WORK TO COMPLETE
Render the listing as a JSON array of strings, one string per line with blank lines omitted, starting at its first line and ending at the line containing "M26 548L26 519L16 508L0 504L0 560L8 560Z". Leave out any picture.

★ ★ ★ ★ ★

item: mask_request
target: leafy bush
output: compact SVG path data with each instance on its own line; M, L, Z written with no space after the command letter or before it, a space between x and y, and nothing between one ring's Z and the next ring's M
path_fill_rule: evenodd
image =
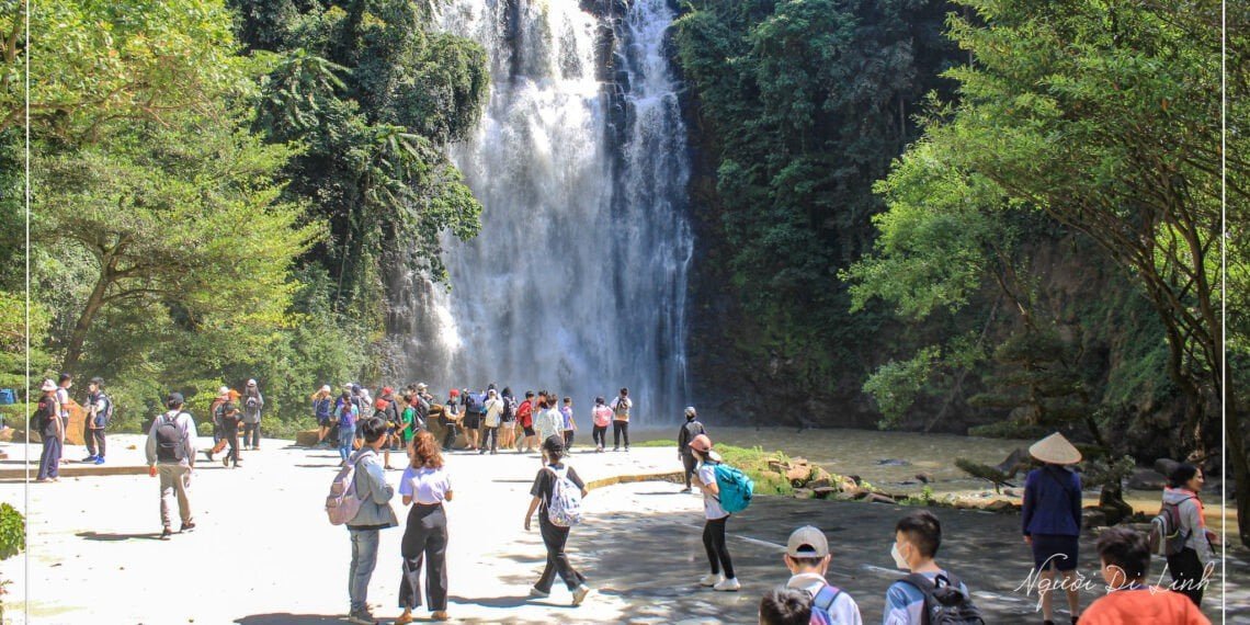
M26 548L26 519L16 508L0 504L0 560L8 560Z

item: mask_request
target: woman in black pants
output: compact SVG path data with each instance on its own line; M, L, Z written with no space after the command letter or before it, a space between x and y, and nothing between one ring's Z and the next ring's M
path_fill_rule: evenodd
M1168 556L1168 570L1172 576L1171 590L1175 590L1201 608L1202 592L1210 581L1209 570L1215 566L1214 545L1220 538L1206 529L1202 514L1202 470L1191 464L1180 464L1168 476L1169 488L1164 489L1164 505L1175 506L1180 519L1180 531L1185 548L1179 554Z
M708 564L711 572L699 579L699 584L712 590L735 591L741 584L734 575L734 562L729 559L729 545L725 544L725 522L729 512L720 506L720 486L716 485L716 465L720 454L711 450L711 439L700 434L690 441L690 450L699 460L699 471L694 484L704 494L704 549L708 551Z
M448 619L448 516L444 501L451 501L451 479L442 468L442 456L434 435L421 430L412 442L412 462L399 482L408 512L408 528L400 552L404 555L404 579L399 586L399 606L404 614L396 625L412 622L412 609L421 605L421 562L425 561L425 596L434 620Z
M555 494L556 480L564 476L568 476L574 486L581 489L582 498L586 496L586 485L581 478L578 478L578 471L560 462L564 456L564 439L559 435L549 436L542 441L542 451L546 455L548 465L539 470L538 476L534 478L534 486L530 488L530 495L534 498L530 500L530 509L525 512L525 531L530 531L530 519L534 516L534 510L539 510L539 531L542 534L542 544L548 549L548 562L539 581L530 589L530 596L550 595L551 582L555 581L555 575L559 572L560 579L572 592L572 605L581 605L586 594L590 592L590 588L586 586L586 578L582 578L569 562L569 556L564 552L564 545L569 541L569 528L551 522L551 519L548 518L548 502Z

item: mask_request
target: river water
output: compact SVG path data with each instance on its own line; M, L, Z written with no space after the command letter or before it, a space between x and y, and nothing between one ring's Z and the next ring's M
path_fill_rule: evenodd
M989 486L985 480L969 478L955 466L956 458L996 465L1016 448L1032 441L981 439L952 434L912 434L899 431L784 428L719 428L705 424L716 444L739 448L760 446L781 450L791 458L806 458L831 472L859 475L888 491L919 491L924 488L916 474L928 474L936 482L934 492L975 490ZM649 429L640 440L672 439L672 431ZM1021 476L1020 482L1024 482Z

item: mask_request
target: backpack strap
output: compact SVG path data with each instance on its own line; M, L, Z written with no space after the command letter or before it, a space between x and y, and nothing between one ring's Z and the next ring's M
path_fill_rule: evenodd
M811 606L819 608L824 611L830 611L834 608L834 601L838 600L838 595L842 594L842 589L825 584L820 586L816 595L811 598Z

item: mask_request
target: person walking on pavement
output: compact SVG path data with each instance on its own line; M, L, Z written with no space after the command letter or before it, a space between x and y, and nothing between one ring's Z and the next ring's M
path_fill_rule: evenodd
M112 418L112 400L104 394L104 379L92 378L86 385L88 415L82 420L84 438L86 439L86 451L90 454L84 462L104 464L104 429L109 426Z
M248 380L242 392L242 446L260 450L260 409L265 408L265 398L260 395L256 380Z
M395 489L386 484L386 472L381 459L378 458L378 451L386 442L386 422L369 418L361 422L360 430L365 444L349 460L355 465L352 484L361 502L356 516L348 521L348 532L351 535L351 566L348 570L351 609L348 621L375 625L378 620L369 611L368 600L369 580L372 579L374 568L378 566L378 532L398 526L399 519L390 505Z
M60 475L65 426L61 425L56 389L56 382L44 380L39 388L44 395L39 398L35 414L31 416L31 429L38 430L39 438L44 441L44 449L39 454L39 478L35 481L58 481L58 475Z
M629 451L629 411L634 408L634 400L629 399L629 389L621 389L620 395L612 400L612 451L621 450L621 436L625 436L625 451Z
M160 475L160 522L161 540L169 540L171 499L178 495L178 512L182 520L179 532L195 528L191 520L191 501L188 489L191 486L191 471L195 469L195 420L182 410L182 394L170 392L165 400L168 412L152 421L148 431L148 472Z
M408 526L400 551L404 556L404 578L400 580L399 606L404 614L395 625L412 622L412 609L421 605L421 565L425 565L425 599L431 618L448 619L448 515L444 501L451 501L451 476L442 466L442 455L434 435L421 431L412 444L412 461L399 480L399 494L408 512Z
M694 451L690 449L690 441L695 440L695 436L700 434L708 434L708 431L699 422L695 406L686 406L686 422L678 431L678 460L681 460L681 466L685 468L686 474L686 488L681 489L681 492L690 492L690 476L695 472L695 466L699 464L695 460Z

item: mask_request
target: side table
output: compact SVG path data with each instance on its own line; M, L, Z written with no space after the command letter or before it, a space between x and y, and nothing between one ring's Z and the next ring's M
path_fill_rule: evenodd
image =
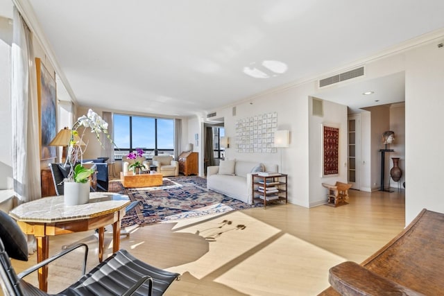
M288 202L287 175L278 173L252 175L252 192L254 199L264 202L264 208L268 202L285 200Z

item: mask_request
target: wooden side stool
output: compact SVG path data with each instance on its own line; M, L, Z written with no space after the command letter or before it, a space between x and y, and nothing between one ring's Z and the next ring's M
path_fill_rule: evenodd
M323 183L322 186L328 189L327 204L339 207L348 204L345 200L348 199L348 189L352 186L351 184L336 182L334 185Z

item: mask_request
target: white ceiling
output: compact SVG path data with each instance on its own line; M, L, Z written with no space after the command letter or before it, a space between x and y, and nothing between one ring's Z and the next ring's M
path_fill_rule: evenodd
M10 1L0 0L2 12ZM210 112L444 28L442 0L15 1L32 6L79 104L175 116ZM255 71L266 78L246 73ZM404 74L386 78L318 96L352 107L404 101ZM368 89L375 94L364 101Z

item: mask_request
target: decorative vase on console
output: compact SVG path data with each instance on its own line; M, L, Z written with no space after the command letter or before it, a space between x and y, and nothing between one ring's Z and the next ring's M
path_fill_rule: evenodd
M391 159L393 161L393 167L390 170L390 175L393 181L398 182L402 177L402 171L401 171L399 166L400 158L392 157Z

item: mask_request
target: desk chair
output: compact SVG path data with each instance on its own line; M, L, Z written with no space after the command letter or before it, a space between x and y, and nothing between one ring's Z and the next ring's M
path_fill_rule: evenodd
M28 261L28 245L25 236L17 223L7 214L0 211L0 276L6 295L15 296L49 295L46 291L25 281L23 278L42 266L62 257L80 247L85 247L83 276L74 284L56 295L162 295L178 273L170 272L151 266L120 250L101 263L86 272L88 247L81 243L44 260L17 275L10 258Z

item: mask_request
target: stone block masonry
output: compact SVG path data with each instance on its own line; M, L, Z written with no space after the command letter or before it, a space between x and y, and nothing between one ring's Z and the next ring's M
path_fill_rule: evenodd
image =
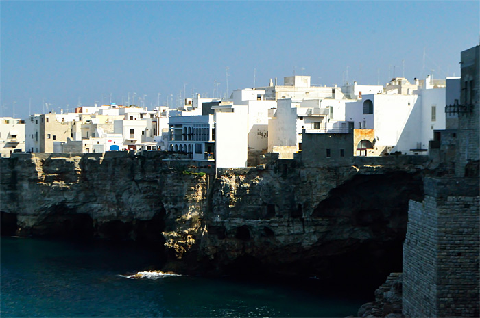
M479 181L427 178L424 189L409 205L403 314L479 317Z

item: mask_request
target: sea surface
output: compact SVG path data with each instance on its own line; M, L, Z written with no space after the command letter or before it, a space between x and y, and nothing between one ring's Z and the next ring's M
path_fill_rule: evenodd
M2 237L1 243L2 317L346 317L369 298L317 291L304 282L161 274L131 279L158 262L154 252L38 239Z

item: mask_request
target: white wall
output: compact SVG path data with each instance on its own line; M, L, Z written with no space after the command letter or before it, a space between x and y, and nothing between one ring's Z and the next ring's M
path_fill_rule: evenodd
M248 106L248 148L251 151L268 148L268 110L276 108L276 101L250 101Z
M277 101L275 116L268 121L268 151L275 152L276 147L297 147L297 109L292 108L291 99Z
M7 124L6 122L8 121ZM10 152L24 152L25 127L19 118L0 117L0 153L1 157L10 157ZM15 135L14 138L12 136Z
M40 115L30 116L25 122L25 151L40 151ZM36 136L38 136L38 138ZM33 148L33 150L32 150Z
M434 129L446 128L446 89L419 90L422 96L422 148L428 149L429 140L433 140ZM432 106L436 109L436 120L432 121Z
M248 114L246 106L234 106L234 112L215 111L217 168L247 166Z

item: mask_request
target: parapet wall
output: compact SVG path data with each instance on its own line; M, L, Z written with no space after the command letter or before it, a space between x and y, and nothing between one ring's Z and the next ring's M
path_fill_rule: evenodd
M406 317L479 317L479 181L424 181L411 200L403 246Z

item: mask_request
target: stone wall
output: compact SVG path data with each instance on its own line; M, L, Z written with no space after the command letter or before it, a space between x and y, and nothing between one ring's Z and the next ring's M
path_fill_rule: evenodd
M458 115L459 131L455 160L455 175L466 175L470 161L480 157L480 46L461 52L461 103L464 108ZM478 164L478 163L477 163ZM478 177L478 174L477 176Z
M407 317L478 317L480 222L477 178L426 178L410 201L403 246Z

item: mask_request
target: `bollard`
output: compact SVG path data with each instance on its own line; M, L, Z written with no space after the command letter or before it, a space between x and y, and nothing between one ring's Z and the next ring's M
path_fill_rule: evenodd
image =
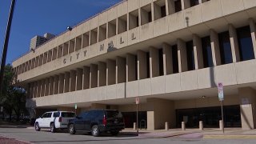
M219 130L223 130L222 120L219 120Z
M203 123L202 121L199 121L199 130L203 130Z
M169 123L166 122L166 130L169 130Z
M136 122L134 122L134 130L137 130L137 125Z
M186 126L185 126L185 122L182 122L182 130L186 130Z

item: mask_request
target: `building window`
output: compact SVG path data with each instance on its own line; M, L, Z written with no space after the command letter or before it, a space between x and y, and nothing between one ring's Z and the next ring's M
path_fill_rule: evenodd
M195 67L194 67L193 41L190 41L186 42L186 46L187 68L188 68L188 70L194 70Z
M237 29L241 61L254 59L253 42L250 26Z
M202 49L204 67L213 66L214 63L211 53L210 38L209 36L202 38Z
M174 74L178 73L178 46L174 45L171 47L172 50L172 60L173 60L173 70Z
M182 2L181 0L174 1L175 13L182 10Z
M229 32L226 31L219 34L218 41L222 64L232 63L233 59Z

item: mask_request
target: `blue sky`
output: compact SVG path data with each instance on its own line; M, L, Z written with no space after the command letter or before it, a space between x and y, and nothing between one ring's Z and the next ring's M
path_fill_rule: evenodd
M29 50L30 39L59 34L122 0L16 0L6 64ZM0 1L1 54L11 0ZM1 61L1 60L0 60Z

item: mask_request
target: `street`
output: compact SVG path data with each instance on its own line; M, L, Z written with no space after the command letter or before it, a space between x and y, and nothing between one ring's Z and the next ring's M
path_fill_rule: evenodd
M93 137L89 134L77 134L70 135L66 132L50 133L46 130L39 132L34 131L34 129L27 128L5 128L1 127L0 136L12 138L17 140L30 142L31 143L125 143L125 144L142 144L142 143L158 143L158 144L181 144L181 143L191 143L191 144L254 144L255 139L205 139L200 134L190 134L185 135L178 135L167 138L155 138L146 135L135 136L134 134L121 133L117 137L113 137L110 134L103 134L101 137ZM0 138L0 144L1 142Z

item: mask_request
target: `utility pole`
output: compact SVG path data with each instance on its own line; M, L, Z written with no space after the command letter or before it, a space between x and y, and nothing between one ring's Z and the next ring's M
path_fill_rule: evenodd
M11 5L9 12L9 18L7 22L6 31L6 37L5 42L3 44L2 52L2 60L1 60L1 70L0 70L0 95L2 95L2 83L3 83L3 74L5 72L5 66L6 61L6 54L7 54L7 49L8 49L8 43L9 43L9 38L10 38L10 31L11 27L11 22L14 16L14 10L15 6L16 0L11 1Z

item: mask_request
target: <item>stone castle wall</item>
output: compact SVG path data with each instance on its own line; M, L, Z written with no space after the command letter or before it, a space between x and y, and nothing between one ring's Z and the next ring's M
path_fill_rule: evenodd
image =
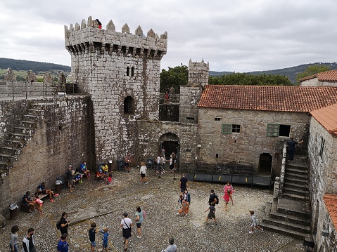
M0 114L6 113L10 106L27 105L25 100L1 104ZM53 188L56 178L65 174L70 164L77 166L86 160L90 166L95 161L89 97L63 98L58 102L44 104L43 107L44 112L35 133L0 185L0 212L3 215L8 215L8 206L15 203L19 205L25 192L35 192L42 181L46 182L48 187ZM18 116L14 117L14 121L19 119ZM4 117L1 124L1 130L11 127Z
M257 171L260 154L268 153L275 157L276 152L281 153L283 143L289 138L267 136L268 124L291 125L291 136L296 140L306 139L310 119L310 116L305 113L200 107L201 158L211 164L235 161L252 165ZM241 125L241 132L222 133L223 124ZM305 143L297 147L298 151L305 149ZM273 168L276 168L274 165Z
M136 121L159 117L159 73L167 50L166 32L159 37L150 29L145 37L138 27L132 34L127 25L117 32L112 21L106 29L100 29L89 17L87 25L82 20L80 26L65 27L65 36L72 77L92 101L97 160L124 158L127 152L136 154ZM125 112L127 100L131 111Z
M54 88L42 82L0 81L0 98L53 95Z

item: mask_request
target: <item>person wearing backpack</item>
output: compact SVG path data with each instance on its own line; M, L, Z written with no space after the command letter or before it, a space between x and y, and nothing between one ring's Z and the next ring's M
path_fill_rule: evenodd
M214 190L210 190L210 198L208 199L208 204L210 206L211 206L212 203L214 203L214 204L219 204L219 198L215 194L214 192Z
M141 223L143 223L143 221L144 220L144 210L141 208L139 206L137 206L136 207L136 211L134 215L136 216L136 218L134 219L134 221L136 223L136 225L137 226L137 238L141 239Z

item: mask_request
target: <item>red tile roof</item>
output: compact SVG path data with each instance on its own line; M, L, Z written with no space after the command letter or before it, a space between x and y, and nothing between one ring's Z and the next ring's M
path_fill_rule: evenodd
M300 79L300 81L318 77L319 81L337 81L337 69L319 72L318 74L308 76L307 77Z
M337 195L326 194L323 199L333 223L335 229L337 229Z
M335 103L337 103L337 87L207 85L198 105L305 112Z
M310 114L328 132L337 135L337 104L312 111Z

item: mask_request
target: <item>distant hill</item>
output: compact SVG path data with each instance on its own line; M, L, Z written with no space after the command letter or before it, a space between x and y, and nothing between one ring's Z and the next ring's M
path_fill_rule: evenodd
M256 71L256 72L246 72L248 74L253 74L253 75L258 75L265 74L267 75L285 75L287 76L288 78L293 82L295 82L296 75L298 74L300 72L302 72L305 70L307 67L314 65L329 65L331 70L337 69L337 63L311 63L311 64L305 64L305 65L300 65L297 67L287 67L287 68L282 68L274 70L267 70L267 71ZM223 74L232 74L232 72L215 72L215 71L210 71L210 75L211 76L222 76Z
M71 72L70 67L62 65L0 58L0 69L7 68L17 71L32 70L35 73L39 72Z

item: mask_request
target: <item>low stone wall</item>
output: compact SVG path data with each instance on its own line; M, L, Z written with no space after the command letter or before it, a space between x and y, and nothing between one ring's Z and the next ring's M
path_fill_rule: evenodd
M25 192L34 192L42 181L53 189L56 178L65 175L70 164L76 167L86 160L89 167L92 164L96 168L89 99L82 95L71 99L64 97L57 102L49 100L42 104L39 101L44 112L35 133L14 161L8 175L0 180L0 213L8 216L9 205L20 205ZM13 102L12 105L18 103ZM4 107L0 114L4 112Z

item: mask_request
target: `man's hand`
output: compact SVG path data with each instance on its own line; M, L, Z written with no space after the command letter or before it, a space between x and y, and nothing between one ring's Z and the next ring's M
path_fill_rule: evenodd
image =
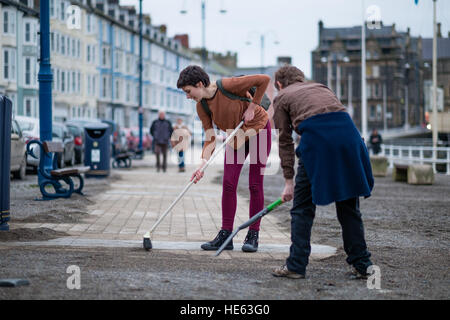
M197 168L197 170L195 170L195 172L192 174L190 181L194 180L194 183L197 183L200 181L201 178L203 178L204 172L201 169L206 162L208 162L206 159L202 159L202 163Z
M253 118L255 117L255 109L256 109L256 104L254 104L253 102L249 104L247 110L245 110L244 112L244 123L248 123L249 121L252 121Z
M284 184L284 190L281 194L281 200L283 202L291 201L294 199L294 180L286 179Z

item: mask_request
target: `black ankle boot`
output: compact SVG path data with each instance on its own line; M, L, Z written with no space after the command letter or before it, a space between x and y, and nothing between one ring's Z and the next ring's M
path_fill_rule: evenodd
M214 240L210 242L206 242L201 245L201 248L203 250L218 250L220 246L227 240L227 238L230 236L231 231L228 230L220 230L217 236L214 238ZM227 244L224 250L233 250L233 240L230 241L230 243Z
M256 252L258 250L258 237L259 231L248 230L247 236L245 237L244 245L242 246L242 251Z

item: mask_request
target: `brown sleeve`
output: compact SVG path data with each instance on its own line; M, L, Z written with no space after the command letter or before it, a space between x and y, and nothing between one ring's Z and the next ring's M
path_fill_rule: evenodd
M224 78L222 80L223 88L225 90L241 97L245 97L250 88L256 87L255 95L253 96L253 102L256 104L261 103L269 82L270 77L265 74Z
M295 175L295 150L292 138L292 121L289 116L288 107L283 105L282 99L276 97L274 102L273 121L275 128L279 130L279 156L281 168L285 179L292 179Z
M202 122L203 130L205 131L205 144L203 145L202 159L209 160L216 148L216 134L212 124L212 119L203 110L201 102L197 103L197 114Z

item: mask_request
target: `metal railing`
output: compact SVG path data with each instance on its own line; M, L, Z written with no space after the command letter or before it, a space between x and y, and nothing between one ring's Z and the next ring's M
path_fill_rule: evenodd
M450 147L398 146L381 145L381 155L386 157L389 168L394 163L402 164L431 164L434 173L445 172L450 175ZM437 170L439 166L440 170ZM442 169L445 167L445 169Z

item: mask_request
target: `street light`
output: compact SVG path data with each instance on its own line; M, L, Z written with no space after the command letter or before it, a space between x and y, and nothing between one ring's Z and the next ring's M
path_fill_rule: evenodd
M278 45L280 44L280 42L278 41L277 38L277 34L275 33L275 31L273 30L269 30L266 33L258 33L256 31L252 31L248 34L247 39L251 38L252 35L258 35L259 34L259 39L260 39L260 55L261 55L261 73L264 73L264 49L265 49L265 37L269 36L269 35L274 35L275 40L273 41L273 44ZM245 42L246 45L251 45L252 41L251 40L247 40Z
M201 0L202 4L202 66L206 65L206 36L205 36L205 17L206 17L206 0ZM223 7L219 10L221 14L227 13ZM180 14L187 14L186 8L180 10Z
M409 129L409 63L405 63L405 130Z

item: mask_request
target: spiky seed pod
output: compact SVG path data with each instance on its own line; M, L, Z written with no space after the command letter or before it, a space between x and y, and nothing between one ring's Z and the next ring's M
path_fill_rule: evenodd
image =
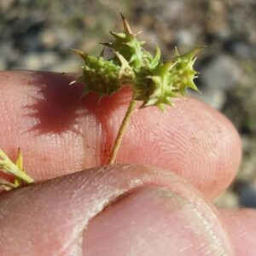
M173 105L172 98L184 96L186 88L198 90L193 82L197 74L193 65L200 49L183 55L176 49L173 59L162 62L160 49L156 48L154 56L146 51L142 47L144 42L137 39L137 34L121 16L123 32L110 32L114 42L102 44L113 49L113 57L106 60L73 49L84 61L83 75L77 79L85 84L84 94L95 91L102 96L130 85L136 92L135 100L143 102L142 108L165 109L165 105Z
M101 43L103 45L112 48L114 51L119 52L129 63L129 65L135 68L140 68L143 64L144 52L142 46L145 44L144 41L138 41L137 35L140 32L133 33L126 19L122 15L124 31L123 32L113 32L109 31L113 36L115 41L113 43ZM116 60L114 55L113 60Z
M81 56L84 61L82 66L83 74L72 82L72 84L84 83L83 95L94 91L101 97L104 95L112 95L120 89L119 80L123 79L120 73L124 73L123 76L125 74L125 70L121 68L121 65L116 65L102 56L86 55L79 49L71 50Z
M199 91L194 83L198 73L193 69L193 65L196 60L195 55L201 48L196 48L183 55L179 55L177 48L175 49L175 58L172 61L175 62L173 68L170 70L171 78L174 83L174 88L181 95L186 95L186 88L191 88Z

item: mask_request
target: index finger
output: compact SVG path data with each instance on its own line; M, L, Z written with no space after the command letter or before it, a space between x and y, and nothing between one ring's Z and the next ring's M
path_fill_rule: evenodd
M41 72L0 73L0 147L14 156L24 152L36 179L107 163L125 113L129 90L98 102L70 76ZM179 99L162 113L134 113L117 163L153 165L189 180L212 199L231 182L241 160L241 143L230 122L193 98Z

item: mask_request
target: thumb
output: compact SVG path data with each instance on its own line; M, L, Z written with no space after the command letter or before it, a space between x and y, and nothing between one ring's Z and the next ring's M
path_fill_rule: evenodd
M233 255L213 208L176 174L115 166L0 199L0 255Z

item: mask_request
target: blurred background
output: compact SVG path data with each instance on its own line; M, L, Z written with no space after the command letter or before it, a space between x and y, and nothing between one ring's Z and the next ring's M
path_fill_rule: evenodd
M98 42L119 32L119 11L145 48L163 58L207 45L198 57L201 100L223 112L240 132L244 158L220 207L256 207L255 0L0 0L0 70L77 72L67 49L98 55Z

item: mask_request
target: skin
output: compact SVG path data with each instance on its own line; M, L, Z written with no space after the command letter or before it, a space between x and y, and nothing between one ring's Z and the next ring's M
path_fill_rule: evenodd
M212 205L241 161L225 117L190 97L137 111L102 167L131 91L98 103L73 79L0 73L1 148L38 181L1 195L0 255L256 255L256 212Z

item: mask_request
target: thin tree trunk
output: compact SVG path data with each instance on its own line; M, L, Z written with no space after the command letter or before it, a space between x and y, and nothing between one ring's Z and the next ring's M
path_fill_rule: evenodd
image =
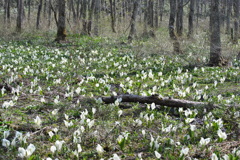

★ ★ ★ ★ ★

RESPONSE TO THIS EXERCISE
[
  "item: mask_request",
  "target: leafy bush",
  "output: compact SVG path data with each instance on its own line; M, L, Z written with no space after the command letter or before it, a space between x and y, and nothing between one ring's Z and the next ring's M",
  "path_fill_rule: evenodd",
  "image =",
  "M26 548L26 519L16 508L0 504L0 560L8 560Z"
]